TEXT PROVIDED:
··········

Reputation: 929
Input data
val df = Seq(
("1", 1, 1, "on"),
("1", 2, 2, "off"),
("1", 2, 5, "off"),
("1", 5, 5, "on"),
("1", 5, 6, "off"),
("2", 1, 1, "off"),
("2", 1, 2, "off"),
("2", 2, 2, "on"),
("2", 3, 4, "off"),
("2", 5, 7, "off"),
("2", 8, 10, "on"),
("2", 11, 11, "on"),
("2", 11, 12, "off"),
("3", 1, 12, "off")
).toDF("id", "start", "end", "sw")
I'm trying to merge rows using groupBy and mapGroups.
Desired output
1 1 5 on
1 5 6 on
2 1 2 off
2 2 7 on
2 8 10 on
2 11 12 on
3 1 12 off
The logic is as follows. Every off row is merged into the previous on row. If the first or only value is off, I get a single off row. Start is from first row, end from last row. The data shoud be sorted by start and end.
Here is what I have so far
df
.as[Row]
.groupByKey(_.id)
.mapGroups{case(k, iter) => Row.merge(iter)}
I group the data by id and then try to iterate other the values.
case class Row(id:String, start:Int, var end:Int, sw:String)
object Row {
def merge(iter: Iterator[Row]): ListBuffer[Row] = {
val listBuffer = new ListBuffer[Row]
var bufferRow = Row("", 0, 0, "")
for(row <- iter){
if(listBuffer.isEmpty) bufferRow = row
else if(row.sw == "off") bufferRow.end = row.end
else if(row.sw == "on") {
listBuffer += bufferRow
bufferRow = row
}
}
if(listBuffer.isEmpty) listBuffer += bufferRow
listBuffer
}
}
My output
[WrappedArray([1,5,6,off])]
[WrappedArray([2,11,12,off])]
[WrappedArray([3,1,12,off])]
I already accomplished something similar using window functions and cumulative sum. Here I'm trying to learn a new approach.

··········

RECORDS PROVIDED:
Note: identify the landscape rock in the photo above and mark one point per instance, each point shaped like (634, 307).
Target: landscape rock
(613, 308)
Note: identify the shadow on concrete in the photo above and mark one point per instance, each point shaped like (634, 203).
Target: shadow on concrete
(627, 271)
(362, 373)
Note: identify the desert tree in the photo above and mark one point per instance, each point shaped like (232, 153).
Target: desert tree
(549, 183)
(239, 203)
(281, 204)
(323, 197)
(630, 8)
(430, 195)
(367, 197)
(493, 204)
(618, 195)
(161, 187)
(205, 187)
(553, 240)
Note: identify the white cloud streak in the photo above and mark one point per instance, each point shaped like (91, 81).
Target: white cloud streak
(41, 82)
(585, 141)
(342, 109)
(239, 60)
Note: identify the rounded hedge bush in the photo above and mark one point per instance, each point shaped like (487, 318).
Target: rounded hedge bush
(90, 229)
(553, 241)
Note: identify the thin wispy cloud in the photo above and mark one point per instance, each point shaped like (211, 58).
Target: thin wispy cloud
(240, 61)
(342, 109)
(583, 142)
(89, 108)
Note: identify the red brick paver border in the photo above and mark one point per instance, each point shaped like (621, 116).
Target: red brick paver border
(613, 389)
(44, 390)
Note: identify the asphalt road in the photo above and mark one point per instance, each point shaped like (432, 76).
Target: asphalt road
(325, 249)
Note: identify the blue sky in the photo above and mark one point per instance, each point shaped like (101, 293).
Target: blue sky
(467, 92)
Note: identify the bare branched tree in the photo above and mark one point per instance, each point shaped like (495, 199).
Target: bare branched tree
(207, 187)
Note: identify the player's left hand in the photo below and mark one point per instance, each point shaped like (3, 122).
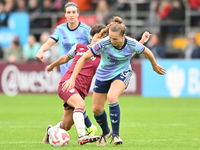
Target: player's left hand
(68, 85)
(160, 70)
(49, 68)
(145, 36)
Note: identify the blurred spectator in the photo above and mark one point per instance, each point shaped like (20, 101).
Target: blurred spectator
(1, 52)
(34, 10)
(58, 4)
(156, 46)
(123, 6)
(14, 52)
(30, 49)
(177, 13)
(192, 50)
(162, 8)
(7, 7)
(43, 38)
(47, 6)
(178, 10)
(102, 10)
(21, 6)
(195, 6)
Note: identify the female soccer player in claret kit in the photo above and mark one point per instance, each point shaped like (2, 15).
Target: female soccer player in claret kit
(68, 34)
(112, 75)
(73, 100)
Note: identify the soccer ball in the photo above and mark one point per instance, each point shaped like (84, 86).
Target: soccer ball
(59, 137)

··········

DIRECTIVE: List every column name that the Spark row-merging question assigns to its input DataFrame. The records were drawn from a separate source.

RESPONSE FOR THIS EXERCISE: id, start, end, sw